→ Problem to work on:
Everything below from the line with "Query: white textured pillow" to the last line, both included, is to be written out exactly, with nothing added.

→ Records for this task:
# # # #

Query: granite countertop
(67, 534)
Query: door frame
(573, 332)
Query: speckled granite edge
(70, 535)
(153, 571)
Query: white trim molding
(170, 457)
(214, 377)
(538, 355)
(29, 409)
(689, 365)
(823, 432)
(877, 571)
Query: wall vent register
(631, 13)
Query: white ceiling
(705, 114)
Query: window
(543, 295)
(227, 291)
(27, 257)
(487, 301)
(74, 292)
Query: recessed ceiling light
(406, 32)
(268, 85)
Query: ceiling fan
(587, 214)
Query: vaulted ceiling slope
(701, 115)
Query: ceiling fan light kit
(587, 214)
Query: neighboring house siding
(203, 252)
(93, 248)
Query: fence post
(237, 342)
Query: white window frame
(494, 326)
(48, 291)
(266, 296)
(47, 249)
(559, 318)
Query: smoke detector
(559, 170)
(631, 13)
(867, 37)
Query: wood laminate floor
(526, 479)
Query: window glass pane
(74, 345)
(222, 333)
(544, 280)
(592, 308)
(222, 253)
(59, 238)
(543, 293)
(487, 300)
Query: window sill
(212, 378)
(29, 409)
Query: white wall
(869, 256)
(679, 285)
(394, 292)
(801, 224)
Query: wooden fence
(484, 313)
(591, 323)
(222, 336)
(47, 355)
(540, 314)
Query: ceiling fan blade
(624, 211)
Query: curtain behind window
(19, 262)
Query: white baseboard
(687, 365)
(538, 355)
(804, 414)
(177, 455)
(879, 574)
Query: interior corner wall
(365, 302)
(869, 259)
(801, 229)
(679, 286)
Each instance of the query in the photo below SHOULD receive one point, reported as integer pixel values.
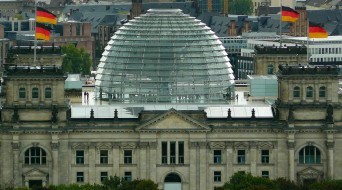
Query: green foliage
(285, 184)
(326, 185)
(76, 60)
(245, 181)
(117, 183)
(240, 7)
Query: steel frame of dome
(164, 56)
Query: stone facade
(41, 143)
(268, 58)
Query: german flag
(45, 16)
(288, 14)
(42, 32)
(317, 31)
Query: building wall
(78, 33)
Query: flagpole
(280, 24)
(35, 37)
(307, 42)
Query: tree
(240, 7)
(76, 60)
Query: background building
(46, 141)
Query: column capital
(291, 144)
(193, 144)
(15, 145)
(54, 145)
(202, 144)
(152, 145)
(253, 144)
(143, 144)
(229, 144)
(330, 144)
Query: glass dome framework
(164, 56)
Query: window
(35, 155)
(217, 156)
(103, 156)
(128, 176)
(80, 177)
(265, 156)
(180, 152)
(164, 152)
(172, 152)
(217, 176)
(310, 155)
(128, 156)
(270, 69)
(48, 93)
(170, 147)
(265, 174)
(322, 91)
(35, 93)
(22, 93)
(309, 92)
(241, 157)
(103, 176)
(79, 156)
(296, 92)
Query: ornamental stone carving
(217, 145)
(54, 146)
(330, 144)
(291, 144)
(15, 146)
(79, 146)
(128, 145)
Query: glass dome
(164, 56)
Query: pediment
(35, 173)
(173, 120)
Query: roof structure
(164, 56)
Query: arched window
(35, 155)
(309, 92)
(322, 91)
(270, 69)
(22, 93)
(48, 93)
(310, 155)
(296, 92)
(35, 93)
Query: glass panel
(172, 152)
(309, 92)
(217, 156)
(164, 152)
(35, 93)
(181, 152)
(48, 93)
(296, 92)
(22, 93)
(322, 92)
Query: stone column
(116, 159)
(55, 158)
(16, 174)
(229, 160)
(193, 156)
(253, 158)
(330, 146)
(291, 145)
(91, 163)
(203, 165)
(153, 161)
(142, 159)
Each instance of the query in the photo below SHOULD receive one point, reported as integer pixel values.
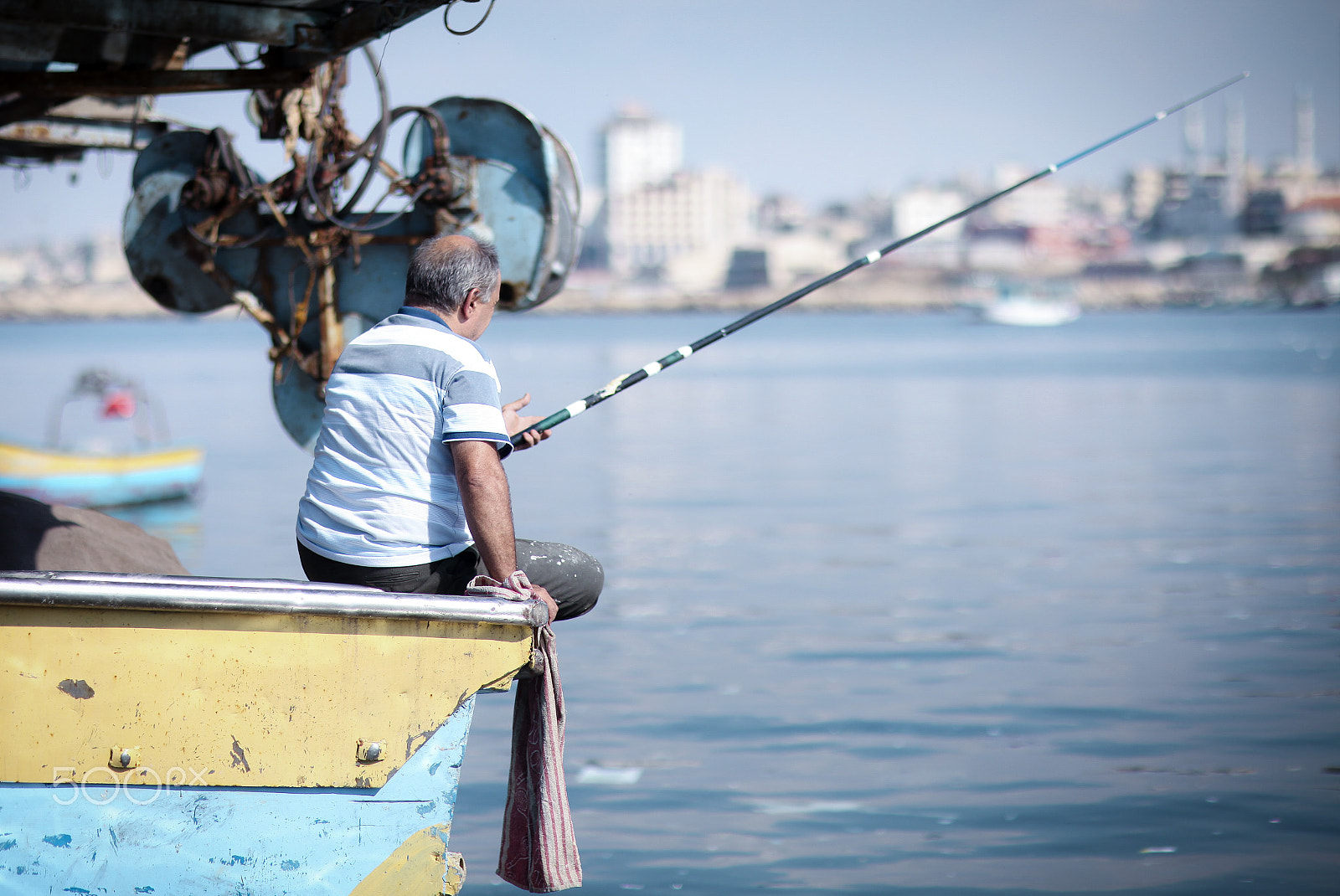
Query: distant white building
(918, 208)
(681, 230)
(1043, 203)
(663, 224)
(638, 150)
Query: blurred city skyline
(821, 103)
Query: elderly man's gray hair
(446, 268)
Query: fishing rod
(633, 378)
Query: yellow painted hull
(245, 699)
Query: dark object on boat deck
(55, 538)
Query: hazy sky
(824, 100)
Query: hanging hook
(446, 18)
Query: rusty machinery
(318, 254)
(203, 230)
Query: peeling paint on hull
(209, 840)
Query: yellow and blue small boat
(174, 734)
(86, 480)
(98, 478)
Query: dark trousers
(573, 578)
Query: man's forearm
(488, 505)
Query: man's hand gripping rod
(621, 384)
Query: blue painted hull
(223, 842)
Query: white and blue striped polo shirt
(382, 491)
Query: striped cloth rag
(539, 848)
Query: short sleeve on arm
(472, 411)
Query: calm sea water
(895, 605)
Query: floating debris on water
(593, 773)
(804, 808)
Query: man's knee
(573, 578)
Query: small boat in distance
(1025, 311)
(100, 474)
(1022, 308)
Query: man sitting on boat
(408, 491)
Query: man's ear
(472, 301)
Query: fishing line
(633, 378)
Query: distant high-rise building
(1236, 154)
(1306, 145)
(690, 212)
(638, 150)
(924, 207)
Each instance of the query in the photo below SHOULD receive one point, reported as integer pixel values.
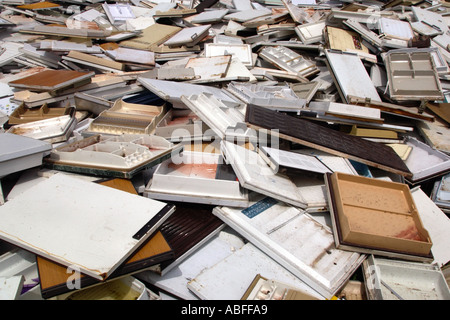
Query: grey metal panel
(351, 76)
(412, 76)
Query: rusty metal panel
(326, 139)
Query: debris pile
(277, 150)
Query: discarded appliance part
(434, 134)
(280, 158)
(346, 111)
(118, 12)
(197, 177)
(397, 29)
(436, 222)
(20, 153)
(271, 289)
(93, 104)
(345, 40)
(241, 51)
(429, 282)
(53, 277)
(209, 68)
(230, 278)
(441, 193)
(390, 108)
(120, 156)
(210, 16)
(312, 32)
(281, 98)
(350, 76)
(305, 90)
(52, 80)
(128, 118)
(181, 125)
(412, 76)
(129, 55)
(173, 91)
(255, 174)
(188, 36)
(325, 139)
(439, 61)
(440, 109)
(151, 37)
(425, 162)
(224, 121)
(94, 61)
(81, 206)
(288, 60)
(67, 32)
(20, 263)
(247, 15)
(266, 221)
(367, 34)
(11, 287)
(39, 6)
(190, 226)
(52, 130)
(430, 18)
(126, 288)
(367, 17)
(389, 223)
(201, 257)
(25, 115)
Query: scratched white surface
(77, 222)
(297, 241)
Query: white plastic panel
(424, 161)
(194, 178)
(229, 278)
(391, 280)
(351, 75)
(224, 121)
(296, 241)
(255, 174)
(87, 226)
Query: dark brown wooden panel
(326, 139)
(187, 226)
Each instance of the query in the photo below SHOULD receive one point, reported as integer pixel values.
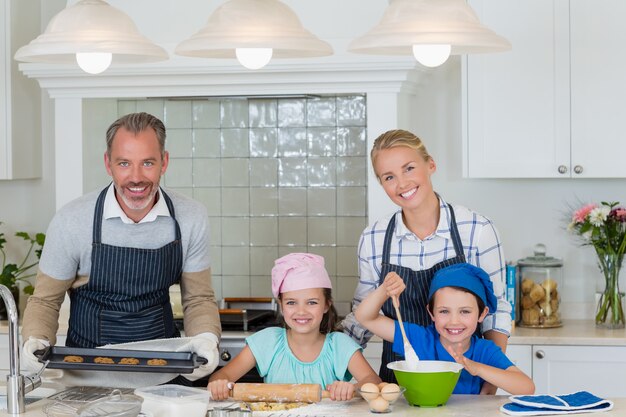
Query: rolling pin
(293, 393)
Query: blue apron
(414, 299)
(127, 296)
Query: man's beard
(137, 203)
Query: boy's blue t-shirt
(427, 346)
(277, 364)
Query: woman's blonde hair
(398, 137)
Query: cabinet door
(598, 87)
(566, 369)
(521, 356)
(516, 103)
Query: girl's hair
(398, 137)
(479, 301)
(330, 320)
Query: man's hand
(28, 361)
(205, 346)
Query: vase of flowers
(14, 273)
(603, 226)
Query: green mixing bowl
(428, 383)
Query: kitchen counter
(573, 333)
(458, 405)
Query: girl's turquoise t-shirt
(277, 364)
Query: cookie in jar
(540, 286)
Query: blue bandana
(466, 276)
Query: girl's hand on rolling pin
(394, 285)
(220, 389)
(341, 391)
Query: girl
(460, 298)
(306, 350)
(423, 236)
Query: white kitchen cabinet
(550, 107)
(20, 97)
(565, 369)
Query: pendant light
(92, 34)
(431, 30)
(254, 32)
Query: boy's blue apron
(127, 296)
(414, 299)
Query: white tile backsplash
(179, 173)
(179, 143)
(206, 113)
(276, 176)
(177, 114)
(207, 143)
(207, 172)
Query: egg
(390, 392)
(369, 391)
(379, 405)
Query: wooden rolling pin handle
(304, 393)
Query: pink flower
(581, 214)
(619, 214)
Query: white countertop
(458, 405)
(573, 332)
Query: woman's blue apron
(414, 299)
(127, 296)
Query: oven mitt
(28, 361)
(537, 405)
(205, 346)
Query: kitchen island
(458, 405)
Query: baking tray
(177, 362)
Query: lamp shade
(91, 26)
(429, 22)
(254, 24)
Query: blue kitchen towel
(537, 405)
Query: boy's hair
(398, 137)
(479, 301)
(330, 320)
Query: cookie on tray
(102, 359)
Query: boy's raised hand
(393, 284)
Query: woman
(425, 235)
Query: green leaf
(23, 235)
(40, 238)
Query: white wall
(28, 205)
(525, 211)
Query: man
(118, 251)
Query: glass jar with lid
(540, 282)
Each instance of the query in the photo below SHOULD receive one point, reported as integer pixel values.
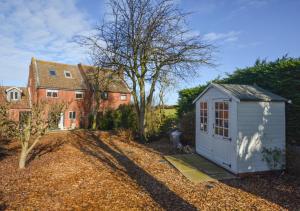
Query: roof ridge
(59, 63)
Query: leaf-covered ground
(81, 170)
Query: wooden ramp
(198, 169)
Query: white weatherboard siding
(260, 124)
(222, 151)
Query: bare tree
(99, 81)
(29, 130)
(145, 39)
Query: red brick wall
(114, 101)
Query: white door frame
(61, 121)
(222, 146)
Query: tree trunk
(94, 122)
(141, 122)
(23, 156)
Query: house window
(52, 72)
(123, 97)
(203, 116)
(72, 115)
(104, 95)
(52, 93)
(68, 74)
(79, 95)
(14, 96)
(221, 118)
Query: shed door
(222, 147)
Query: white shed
(241, 127)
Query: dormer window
(52, 93)
(68, 74)
(52, 72)
(13, 94)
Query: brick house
(62, 83)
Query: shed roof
(246, 92)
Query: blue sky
(242, 30)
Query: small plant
(273, 157)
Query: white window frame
(80, 97)
(73, 117)
(203, 123)
(52, 70)
(219, 119)
(67, 72)
(14, 95)
(104, 95)
(123, 95)
(51, 91)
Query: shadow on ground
(282, 190)
(92, 145)
(45, 148)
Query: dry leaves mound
(82, 170)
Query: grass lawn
(82, 170)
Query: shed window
(72, 115)
(221, 118)
(203, 116)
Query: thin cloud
(222, 37)
(43, 29)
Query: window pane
(221, 122)
(225, 106)
(221, 131)
(226, 132)
(221, 114)
(226, 123)
(221, 106)
(225, 114)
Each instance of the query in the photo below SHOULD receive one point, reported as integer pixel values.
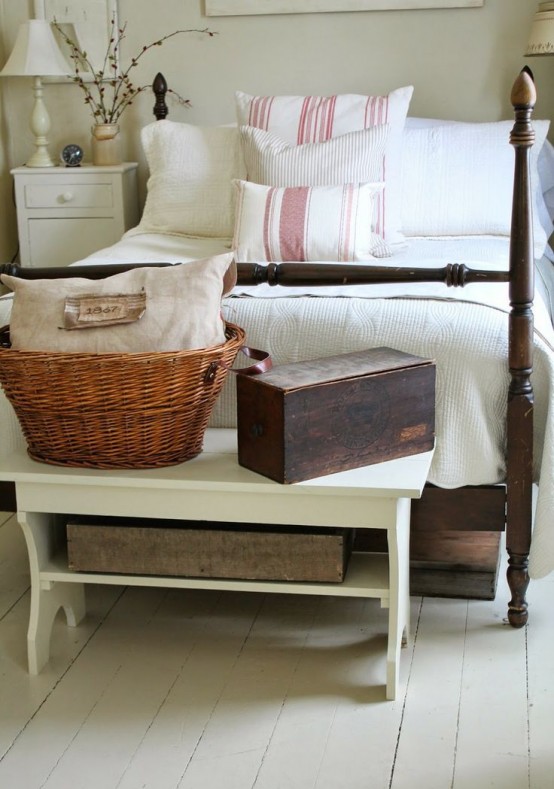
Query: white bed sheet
(464, 330)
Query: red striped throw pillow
(306, 223)
(311, 119)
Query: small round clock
(72, 155)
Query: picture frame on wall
(247, 7)
(89, 21)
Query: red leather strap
(264, 363)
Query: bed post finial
(159, 86)
(519, 458)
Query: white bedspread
(465, 331)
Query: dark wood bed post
(520, 395)
(159, 88)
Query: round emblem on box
(72, 155)
(361, 415)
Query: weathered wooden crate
(311, 418)
(198, 549)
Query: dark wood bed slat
(288, 274)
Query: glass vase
(106, 147)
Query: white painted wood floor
(209, 690)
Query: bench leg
(399, 586)
(45, 604)
(42, 535)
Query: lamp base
(40, 126)
(40, 158)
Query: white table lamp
(541, 37)
(36, 54)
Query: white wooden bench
(214, 487)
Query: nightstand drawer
(68, 195)
(66, 213)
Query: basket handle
(264, 363)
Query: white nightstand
(66, 213)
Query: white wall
(462, 63)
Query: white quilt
(465, 331)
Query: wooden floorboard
(191, 689)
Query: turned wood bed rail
(520, 277)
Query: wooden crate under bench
(197, 549)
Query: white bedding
(464, 330)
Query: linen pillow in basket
(182, 309)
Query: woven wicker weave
(135, 410)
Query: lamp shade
(541, 37)
(35, 53)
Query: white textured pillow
(457, 179)
(190, 189)
(303, 119)
(311, 223)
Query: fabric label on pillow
(302, 223)
(88, 311)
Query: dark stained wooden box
(208, 550)
(311, 418)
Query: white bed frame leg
(46, 597)
(399, 583)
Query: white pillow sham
(457, 179)
(190, 190)
(306, 223)
(305, 119)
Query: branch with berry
(111, 90)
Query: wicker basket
(131, 410)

# # # #

→ Result below:
Query: white textured pillow
(457, 179)
(190, 189)
(303, 119)
(311, 223)
Query: fabric label on pillow
(302, 223)
(88, 311)
Query: dark stained wooden box
(208, 550)
(311, 418)
Query: white bed frame leg
(46, 597)
(399, 583)
Query: white pillow sham
(457, 179)
(190, 190)
(306, 223)
(305, 119)
Query: branch with berry
(111, 90)
Query: wicker basket
(131, 410)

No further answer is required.